# [Exercise description]
Taking the line with "In this exercise you will mark the man in blue" as the start, reproduce every line until the records end, exactly and with nothing added.

Dataset entries
☆ ☆ ☆
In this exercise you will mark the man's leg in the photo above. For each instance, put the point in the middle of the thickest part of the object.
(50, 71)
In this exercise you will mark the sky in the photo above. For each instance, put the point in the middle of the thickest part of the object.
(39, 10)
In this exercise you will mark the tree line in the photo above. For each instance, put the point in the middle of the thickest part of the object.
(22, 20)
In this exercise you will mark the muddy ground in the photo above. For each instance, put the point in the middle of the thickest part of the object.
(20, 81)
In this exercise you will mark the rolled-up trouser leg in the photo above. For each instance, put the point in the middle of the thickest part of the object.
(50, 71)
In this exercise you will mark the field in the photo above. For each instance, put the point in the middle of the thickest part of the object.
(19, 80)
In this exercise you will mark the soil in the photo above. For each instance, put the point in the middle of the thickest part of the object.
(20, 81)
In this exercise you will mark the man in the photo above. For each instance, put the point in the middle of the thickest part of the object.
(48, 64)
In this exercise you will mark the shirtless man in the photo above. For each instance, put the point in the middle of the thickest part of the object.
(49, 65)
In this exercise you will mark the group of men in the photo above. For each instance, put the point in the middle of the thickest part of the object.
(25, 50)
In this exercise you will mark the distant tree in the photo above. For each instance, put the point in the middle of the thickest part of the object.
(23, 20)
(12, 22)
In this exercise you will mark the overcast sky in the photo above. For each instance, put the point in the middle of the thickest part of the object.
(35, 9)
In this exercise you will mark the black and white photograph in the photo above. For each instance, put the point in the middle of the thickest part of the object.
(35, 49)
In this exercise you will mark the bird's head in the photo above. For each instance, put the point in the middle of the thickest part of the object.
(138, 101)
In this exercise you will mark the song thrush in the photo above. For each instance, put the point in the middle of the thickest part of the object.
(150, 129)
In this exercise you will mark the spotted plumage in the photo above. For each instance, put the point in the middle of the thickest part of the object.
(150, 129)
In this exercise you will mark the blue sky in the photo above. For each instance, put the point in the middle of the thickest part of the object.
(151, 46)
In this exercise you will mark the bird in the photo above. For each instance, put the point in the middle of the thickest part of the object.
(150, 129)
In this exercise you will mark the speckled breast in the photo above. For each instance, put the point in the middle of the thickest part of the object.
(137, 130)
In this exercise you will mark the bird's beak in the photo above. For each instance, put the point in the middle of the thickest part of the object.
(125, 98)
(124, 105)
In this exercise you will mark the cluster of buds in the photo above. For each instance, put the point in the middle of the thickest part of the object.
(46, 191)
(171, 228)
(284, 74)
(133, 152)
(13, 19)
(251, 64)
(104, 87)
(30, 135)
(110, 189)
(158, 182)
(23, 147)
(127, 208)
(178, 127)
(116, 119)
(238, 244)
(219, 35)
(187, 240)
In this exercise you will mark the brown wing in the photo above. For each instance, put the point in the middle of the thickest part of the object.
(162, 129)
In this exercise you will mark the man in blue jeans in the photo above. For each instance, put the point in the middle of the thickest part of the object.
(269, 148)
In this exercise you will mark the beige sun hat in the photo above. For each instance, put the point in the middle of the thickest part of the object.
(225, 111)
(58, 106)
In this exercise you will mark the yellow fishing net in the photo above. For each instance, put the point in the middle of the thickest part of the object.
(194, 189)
☆ ☆ ☆
# [Response to the exercise]
In this exercise you will mark the man in blue jeans in the photo above. For each instance, put the point in the middle of the thickest part of the object.
(269, 148)
In this exercise you will mark the beige sun hat in the photo above. For each instance, put the point in the middle of the thickest part of the object.
(225, 111)
(58, 106)
In this exercise you will mark the yellow fishing net in the photo above. For each instance, put the point in the middle of the thickest part of the object.
(194, 189)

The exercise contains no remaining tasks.